**Passage to read**
Pink Cloud and Fantastic Negrito

Last night I talked to Fantastic Negrito and Pink Cloud. That’s a fucking awesome sentence, right?

It was after kickboxing and jiujitsu. My training partner and I emerged from our dusty basement gym, up the stairs and out the front door, still talking about jiujitsu. Our neighbor Xavier, a.k.a Fantastic Negrito was out on the sidewalk.  We asked him how his show on Saturday went. There was a block party right there on our block, with Fantastic Negrito and others playing, hosted by NPR music. He told us it was crazy, a free show, totally packed of course. We were sad we couldn’t make it. He told us about his new baby twins, the traveling he’ll be doing for his music, how Oakland has changed since he was young.

**Dataset excerpts**
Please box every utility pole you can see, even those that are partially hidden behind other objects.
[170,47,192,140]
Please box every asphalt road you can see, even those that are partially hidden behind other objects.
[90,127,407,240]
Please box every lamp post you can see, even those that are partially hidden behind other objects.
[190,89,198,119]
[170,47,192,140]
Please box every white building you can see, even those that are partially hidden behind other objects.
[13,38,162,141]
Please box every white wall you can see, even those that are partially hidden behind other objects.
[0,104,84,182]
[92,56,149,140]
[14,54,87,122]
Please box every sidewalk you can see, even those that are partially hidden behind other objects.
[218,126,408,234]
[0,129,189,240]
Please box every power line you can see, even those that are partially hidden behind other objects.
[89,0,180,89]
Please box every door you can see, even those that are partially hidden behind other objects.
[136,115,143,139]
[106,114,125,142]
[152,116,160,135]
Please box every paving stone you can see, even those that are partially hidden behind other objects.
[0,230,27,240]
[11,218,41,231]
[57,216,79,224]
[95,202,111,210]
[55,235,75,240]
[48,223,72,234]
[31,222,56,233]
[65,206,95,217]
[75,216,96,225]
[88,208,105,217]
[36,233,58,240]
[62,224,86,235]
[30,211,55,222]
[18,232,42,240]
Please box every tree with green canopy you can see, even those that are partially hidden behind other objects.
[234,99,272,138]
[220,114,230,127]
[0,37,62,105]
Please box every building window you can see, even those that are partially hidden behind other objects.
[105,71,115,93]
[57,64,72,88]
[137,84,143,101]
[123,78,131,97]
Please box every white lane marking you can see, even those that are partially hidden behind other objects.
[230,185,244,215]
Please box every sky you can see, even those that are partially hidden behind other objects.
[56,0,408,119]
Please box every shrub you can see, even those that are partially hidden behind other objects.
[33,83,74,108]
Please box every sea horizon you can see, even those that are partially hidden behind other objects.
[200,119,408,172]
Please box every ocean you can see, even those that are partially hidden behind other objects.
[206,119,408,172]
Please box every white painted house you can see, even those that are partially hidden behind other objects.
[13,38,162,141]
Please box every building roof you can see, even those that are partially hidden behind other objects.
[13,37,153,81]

**Exercise prompt**
Write out everything from "Pink Cloud and" down to "he was young." in the text about Fantastic Negrito, word for word.

**Reply**
Pink Cloud and Fantastic Negrito

Last night I talked to Fantastic Negrito and Pink Cloud. That’s a fucking awesome sentence, right?

It was after kickboxing and jiujitsu. My training partner and I emerged from our dusty basement gym, up the stairs and out the front door, still talking about jiujitsu. Our neighbor Xavier, a.k.a Fantastic Negrito was out on the sidewalk.  We asked him how his show on Saturday went. There was a block party right there on our block, with Fantastic Negrito and others playing, hosted by NPR music. He told us it was crazy, a free show, totally packed of course. We were sad we couldn’t make it. He told us about his new baby twins, the traveling he’ll be doing for his music, how Oakland has changed since he was young.